= About this exercise =
Would you please give the entries again word for word, with no images in your copy?
Records provided section start
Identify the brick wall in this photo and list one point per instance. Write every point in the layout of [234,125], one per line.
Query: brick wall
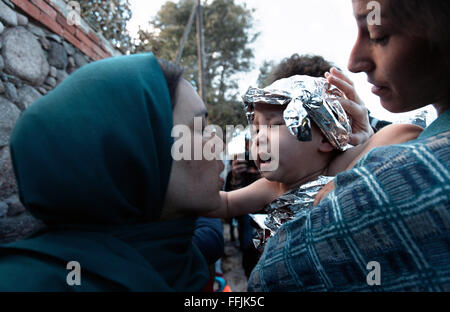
[53,14]
[38,50]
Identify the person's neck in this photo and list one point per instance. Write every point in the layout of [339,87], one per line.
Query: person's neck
[286,187]
[441,107]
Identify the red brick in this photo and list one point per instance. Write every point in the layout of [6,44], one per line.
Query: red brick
[80,35]
[87,50]
[93,37]
[45,8]
[97,49]
[69,37]
[51,23]
[28,8]
[61,20]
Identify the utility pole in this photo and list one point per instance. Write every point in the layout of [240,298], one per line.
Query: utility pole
[200,52]
[187,30]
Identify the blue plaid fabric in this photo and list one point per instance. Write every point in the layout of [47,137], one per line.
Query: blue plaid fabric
[392,207]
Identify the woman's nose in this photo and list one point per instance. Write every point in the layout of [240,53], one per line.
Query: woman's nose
[360,58]
[261,137]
Records provided section end
= Completed exercise =
Identify the brick wall in this photo and list one point per instance. Write every point in the layout of [234,125], one per line.
Query: brick wall
[53,14]
[38,50]
Identify the person's neck in this photo and list one point per instance. Write every point in the layout of [339,87], one per line.
Query: person's neck
[286,187]
[441,107]
Identify the red brick in this photo and list one point per instance. Write every point in the layout of [6,44], one per line.
Query: red brick
[80,35]
[87,50]
[93,37]
[45,8]
[97,49]
[69,37]
[51,23]
[28,8]
[61,20]
Identify the utility pole in this photo and list one point per instance. Write every point in the layout of [240,298], one per line.
Query: utility pole
[200,52]
[187,30]
Identify the blue plaid fabric in this photo and list one point per instance. Write every point in the layout of [47,137], one per line.
Query: blue plaid fabric
[392,207]
Identify the woman's nose in this photo and list one point per instance. Write every point in the layout of [240,53], one per line.
Query: woman's nose
[360,58]
[261,137]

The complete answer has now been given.